:: TASK DATA ::

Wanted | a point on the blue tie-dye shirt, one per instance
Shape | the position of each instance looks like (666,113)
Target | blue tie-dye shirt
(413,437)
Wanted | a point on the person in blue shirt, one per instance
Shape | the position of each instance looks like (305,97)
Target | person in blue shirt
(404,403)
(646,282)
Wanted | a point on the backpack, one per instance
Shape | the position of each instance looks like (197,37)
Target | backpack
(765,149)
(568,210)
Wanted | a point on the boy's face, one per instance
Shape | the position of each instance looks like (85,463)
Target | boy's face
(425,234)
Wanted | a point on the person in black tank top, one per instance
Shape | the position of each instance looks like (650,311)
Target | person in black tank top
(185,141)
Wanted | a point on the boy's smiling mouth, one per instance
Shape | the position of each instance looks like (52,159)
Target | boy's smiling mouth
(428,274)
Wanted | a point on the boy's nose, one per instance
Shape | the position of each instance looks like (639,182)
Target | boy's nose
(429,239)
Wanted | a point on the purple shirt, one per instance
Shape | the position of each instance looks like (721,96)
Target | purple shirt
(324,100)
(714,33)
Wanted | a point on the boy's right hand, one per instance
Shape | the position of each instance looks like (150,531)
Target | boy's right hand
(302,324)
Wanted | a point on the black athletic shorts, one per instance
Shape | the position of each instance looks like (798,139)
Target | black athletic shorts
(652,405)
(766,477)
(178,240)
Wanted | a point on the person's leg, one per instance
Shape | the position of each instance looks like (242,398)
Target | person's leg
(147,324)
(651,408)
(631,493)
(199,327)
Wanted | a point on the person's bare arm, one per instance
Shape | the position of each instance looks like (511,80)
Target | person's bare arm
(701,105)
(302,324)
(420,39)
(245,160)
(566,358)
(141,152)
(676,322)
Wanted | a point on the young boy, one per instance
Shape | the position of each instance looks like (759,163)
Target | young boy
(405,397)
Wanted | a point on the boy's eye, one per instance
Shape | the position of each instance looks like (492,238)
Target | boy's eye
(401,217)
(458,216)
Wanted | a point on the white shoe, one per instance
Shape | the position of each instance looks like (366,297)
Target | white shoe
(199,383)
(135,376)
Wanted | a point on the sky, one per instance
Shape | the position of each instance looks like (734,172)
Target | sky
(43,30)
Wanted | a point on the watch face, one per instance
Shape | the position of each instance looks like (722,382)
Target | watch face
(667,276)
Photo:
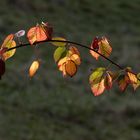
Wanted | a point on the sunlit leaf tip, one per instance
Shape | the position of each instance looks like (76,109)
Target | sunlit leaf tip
(33,68)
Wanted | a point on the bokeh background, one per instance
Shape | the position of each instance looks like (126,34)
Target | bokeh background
(50,107)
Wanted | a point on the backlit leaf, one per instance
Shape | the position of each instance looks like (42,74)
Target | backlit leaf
(102,46)
(20,33)
(71,68)
(7,44)
(123,83)
(36,34)
(95,47)
(59,44)
(33,68)
(2,68)
(73,50)
(59,53)
(96,80)
(76,59)
(108,81)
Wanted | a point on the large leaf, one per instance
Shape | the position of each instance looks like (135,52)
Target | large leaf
(8,44)
(59,52)
(57,43)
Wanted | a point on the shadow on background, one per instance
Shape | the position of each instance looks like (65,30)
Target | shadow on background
(51,107)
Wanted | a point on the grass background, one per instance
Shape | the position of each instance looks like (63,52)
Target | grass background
(51,107)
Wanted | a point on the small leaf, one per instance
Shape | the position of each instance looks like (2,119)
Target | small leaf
(123,83)
(20,33)
(105,47)
(95,47)
(7,44)
(97,73)
(33,68)
(59,53)
(98,87)
(96,80)
(71,68)
(36,34)
(73,50)
(108,81)
(76,59)
(59,44)
(2,68)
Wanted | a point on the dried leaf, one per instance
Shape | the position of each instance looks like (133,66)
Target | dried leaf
(71,68)
(33,68)
(7,44)
(59,44)
(59,52)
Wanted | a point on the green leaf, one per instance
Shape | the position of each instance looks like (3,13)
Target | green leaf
(59,52)
(58,44)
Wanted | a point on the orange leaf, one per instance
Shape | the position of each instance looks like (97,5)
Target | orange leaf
(96,80)
(108,81)
(73,50)
(98,87)
(33,68)
(71,68)
(123,83)
(76,59)
(36,34)
(7,44)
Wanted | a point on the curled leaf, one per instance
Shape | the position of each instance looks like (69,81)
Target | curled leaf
(100,46)
(39,33)
(59,52)
(2,68)
(8,44)
(96,80)
(33,68)
(70,68)
(57,43)
(20,33)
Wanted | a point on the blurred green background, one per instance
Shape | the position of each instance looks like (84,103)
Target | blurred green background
(50,107)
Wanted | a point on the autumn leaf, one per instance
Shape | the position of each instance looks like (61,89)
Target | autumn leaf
(96,80)
(2,68)
(95,47)
(38,33)
(123,82)
(73,50)
(105,47)
(108,81)
(8,44)
(33,68)
(59,52)
(59,44)
(70,68)
(102,46)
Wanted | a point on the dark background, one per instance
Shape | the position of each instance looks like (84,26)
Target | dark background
(50,107)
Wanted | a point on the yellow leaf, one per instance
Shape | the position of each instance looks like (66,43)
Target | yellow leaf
(108,81)
(36,34)
(8,43)
(71,68)
(33,68)
(98,87)
(57,43)
(105,47)
(76,59)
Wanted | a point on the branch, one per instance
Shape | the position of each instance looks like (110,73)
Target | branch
(71,42)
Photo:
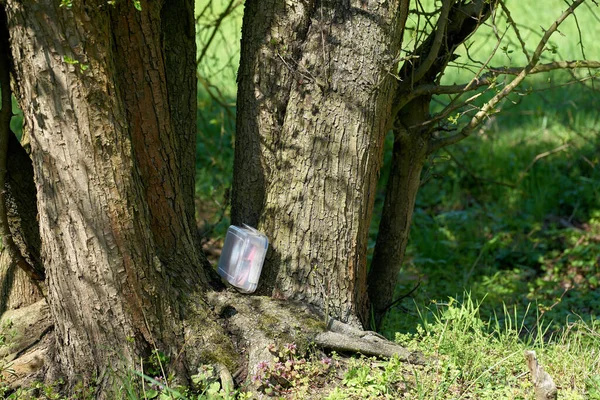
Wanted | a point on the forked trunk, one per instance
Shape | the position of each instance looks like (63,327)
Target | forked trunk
(409,156)
(314,101)
(112,168)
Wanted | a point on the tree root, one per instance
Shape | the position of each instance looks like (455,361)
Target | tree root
(258,322)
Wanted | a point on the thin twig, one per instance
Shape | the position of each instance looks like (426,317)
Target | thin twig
(513,25)
(488,108)
(437,41)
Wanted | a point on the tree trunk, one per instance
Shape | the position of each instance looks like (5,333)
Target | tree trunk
(314,103)
(409,156)
(412,138)
(16,288)
(112,168)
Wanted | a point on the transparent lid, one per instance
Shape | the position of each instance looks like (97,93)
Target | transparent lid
(242,257)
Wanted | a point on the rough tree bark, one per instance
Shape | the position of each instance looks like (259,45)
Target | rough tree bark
(314,102)
(110,133)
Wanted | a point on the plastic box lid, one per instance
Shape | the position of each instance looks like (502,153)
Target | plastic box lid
(242,257)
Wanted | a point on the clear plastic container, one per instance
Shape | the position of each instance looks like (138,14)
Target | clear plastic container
(242,257)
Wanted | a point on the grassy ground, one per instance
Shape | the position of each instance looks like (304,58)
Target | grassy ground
(505,245)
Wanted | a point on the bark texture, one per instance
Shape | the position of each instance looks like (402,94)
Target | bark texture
(108,143)
(413,136)
(17,289)
(314,102)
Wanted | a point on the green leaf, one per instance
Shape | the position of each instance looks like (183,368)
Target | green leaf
(70,60)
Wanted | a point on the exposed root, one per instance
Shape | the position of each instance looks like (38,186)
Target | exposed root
(259,322)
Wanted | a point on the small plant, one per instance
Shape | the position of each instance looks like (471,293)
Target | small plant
(288,372)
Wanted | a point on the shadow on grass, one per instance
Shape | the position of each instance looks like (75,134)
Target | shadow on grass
(512,215)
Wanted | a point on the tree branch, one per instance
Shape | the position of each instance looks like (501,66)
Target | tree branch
(437,41)
(488,107)
(488,78)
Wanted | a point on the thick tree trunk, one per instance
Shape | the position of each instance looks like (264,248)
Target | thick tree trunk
(409,156)
(115,217)
(314,102)
(16,287)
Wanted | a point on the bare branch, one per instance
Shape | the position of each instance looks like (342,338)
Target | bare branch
(437,41)
(488,78)
(513,25)
(488,108)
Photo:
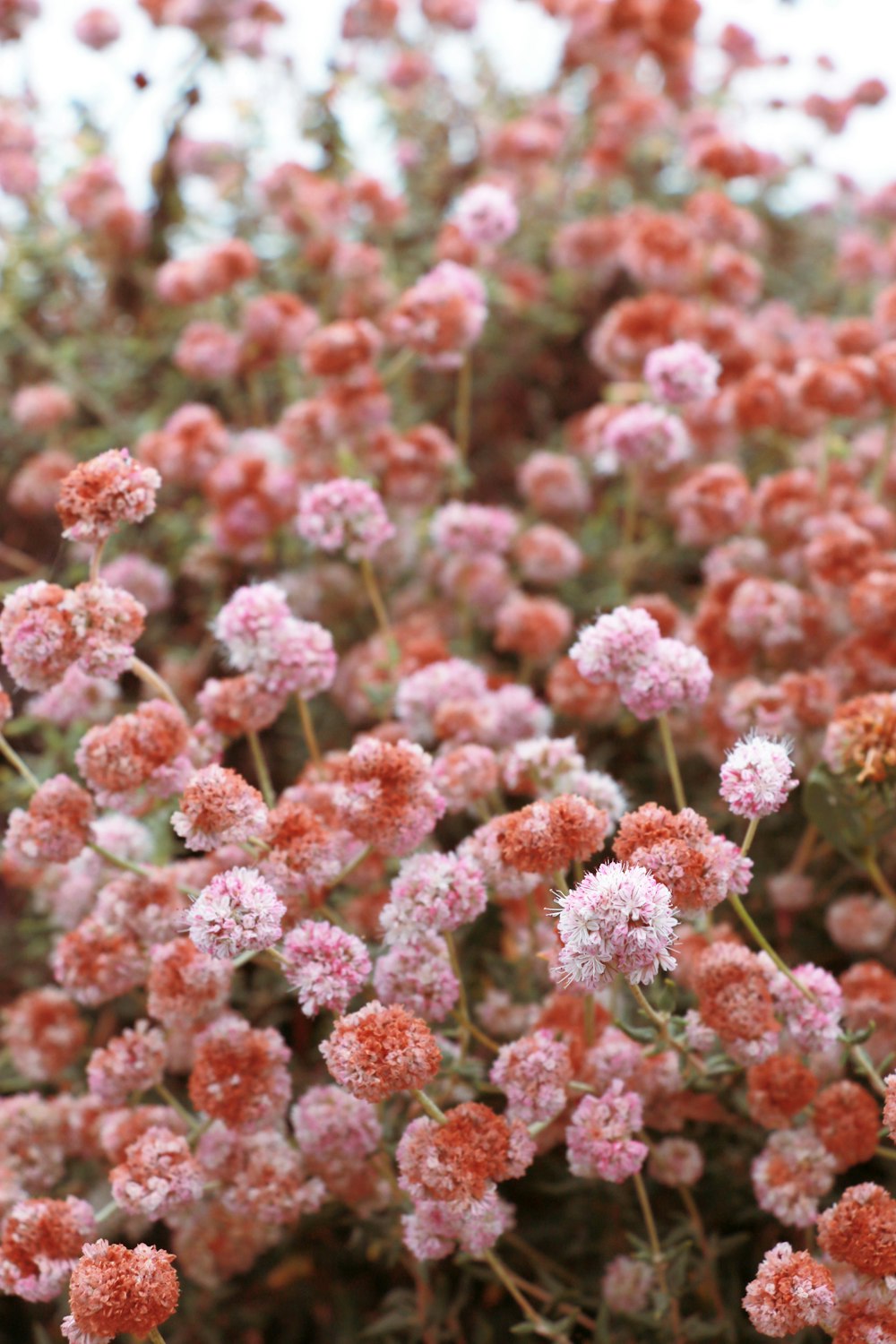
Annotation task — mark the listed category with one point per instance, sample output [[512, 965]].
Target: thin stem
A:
[[429, 1107], [879, 881], [156, 683], [375, 597], [463, 409], [656, 1250], [504, 1276], [662, 1027], [672, 760], [308, 728], [748, 838], [748, 922], [261, 768], [18, 763]]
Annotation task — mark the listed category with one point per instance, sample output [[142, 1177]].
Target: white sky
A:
[[860, 35]]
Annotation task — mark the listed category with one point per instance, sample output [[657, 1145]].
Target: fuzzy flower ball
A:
[[756, 777], [116, 1289], [681, 373], [599, 1137], [237, 911], [325, 965], [105, 492], [616, 919], [378, 1051]]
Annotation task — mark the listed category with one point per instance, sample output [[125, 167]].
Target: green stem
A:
[[18, 763], [261, 768], [656, 1252], [156, 683], [672, 760]]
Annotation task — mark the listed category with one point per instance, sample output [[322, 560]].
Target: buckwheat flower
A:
[[116, 1290], [325, 965], [132, 1062], [437, 1228], [96, 964], [676, 1161], [335, 1132], [616, 919], [43, 1032], [465, 776], [441, 316], [384, 795], [424, 693], [185, 986], [378, 1051], [616, 644], [56, 827], [344, 515], [40, 1246], [681, 373], [136, 757], [790, 1175], [778, 1089], [238, 911], [158, 1176], [861, 1230], [646, 435], [104, 494], [487, 214], [599, 1134], [672, 676], [460, 1159], [548, 835], [39, 634], [626, 1284], [460, 529], [433, 892], [756, 777], [813, 1023], [241, 1074], [788, 1293], [218, 806], [533, 1073], [263, 1177], [418, 975]]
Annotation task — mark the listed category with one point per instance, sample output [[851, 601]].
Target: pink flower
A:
[[790, 1292], [99, 496], [646, 435], [533, 1073], [618, 918], [418, 975], [791, 1174], [616, 645], [681, 373], [599, 1137], [460, 529], [159, 1175], [487, 214], [433, 892], [325, 965], [670, 676], [756, 776], [237, 911], [218, 806], [344, 515]]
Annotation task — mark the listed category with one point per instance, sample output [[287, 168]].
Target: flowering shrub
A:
[[449, 712]]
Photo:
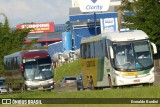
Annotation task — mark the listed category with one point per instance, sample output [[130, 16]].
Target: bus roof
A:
[[119, 36], [30, 54]]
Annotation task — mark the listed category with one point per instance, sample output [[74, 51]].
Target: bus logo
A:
[[6, 101], [94, 1]]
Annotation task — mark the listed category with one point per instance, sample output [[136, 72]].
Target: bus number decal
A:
[[91, 63]]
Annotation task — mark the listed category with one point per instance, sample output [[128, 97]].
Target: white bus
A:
[[28, 70], [117, 59]]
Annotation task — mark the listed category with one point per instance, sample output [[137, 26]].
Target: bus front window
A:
[[38, 69], [132, 55]]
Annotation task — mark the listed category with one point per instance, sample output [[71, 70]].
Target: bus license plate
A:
[[138, 80], [40, 88]]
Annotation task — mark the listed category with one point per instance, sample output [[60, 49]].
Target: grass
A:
[[74, 69], [136, 92]]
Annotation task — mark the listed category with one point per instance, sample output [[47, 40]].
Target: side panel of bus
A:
[[13, 75], [97, 69]]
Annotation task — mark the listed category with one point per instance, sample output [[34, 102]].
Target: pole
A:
[[95, 23]]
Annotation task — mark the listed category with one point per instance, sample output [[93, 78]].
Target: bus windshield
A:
[[38, 69], [1, 82], [132, 55]]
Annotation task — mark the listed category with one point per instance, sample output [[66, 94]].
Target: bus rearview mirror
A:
[[111, 52], [154, 47]]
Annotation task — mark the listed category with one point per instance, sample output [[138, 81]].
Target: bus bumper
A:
[[120, 81]]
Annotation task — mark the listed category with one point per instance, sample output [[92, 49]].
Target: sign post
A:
[[94, 6]]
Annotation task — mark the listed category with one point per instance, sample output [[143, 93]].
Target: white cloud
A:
[[22, 11]]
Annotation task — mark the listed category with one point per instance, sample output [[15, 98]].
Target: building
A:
[[46, 32], [87, 24]]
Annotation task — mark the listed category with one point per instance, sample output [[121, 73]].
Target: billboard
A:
[[109, 25], [38, 27], [93, 5]]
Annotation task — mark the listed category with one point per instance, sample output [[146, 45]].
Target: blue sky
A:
[[26, 11]]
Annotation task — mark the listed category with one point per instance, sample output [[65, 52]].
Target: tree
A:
[[146, 14]]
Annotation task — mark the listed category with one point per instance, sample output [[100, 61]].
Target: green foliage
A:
[[10, 40]]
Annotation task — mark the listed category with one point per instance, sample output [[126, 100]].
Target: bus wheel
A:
[[110, 82]]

:::

Write out the lines of the records from the line containing "output [[100, 61]]." through the end of the records, unchanged.

EXERCISE OUTPUT ::
Annotation task — mark the listed category with one point per instance, sample output [[100, 61]].
Target: green foliage
A:
[[10, 40]]
Annotation task — mark the listed category with one point per instance, sample output [[126, 100]].
Target: bus wheel
A:
[[110, 82]]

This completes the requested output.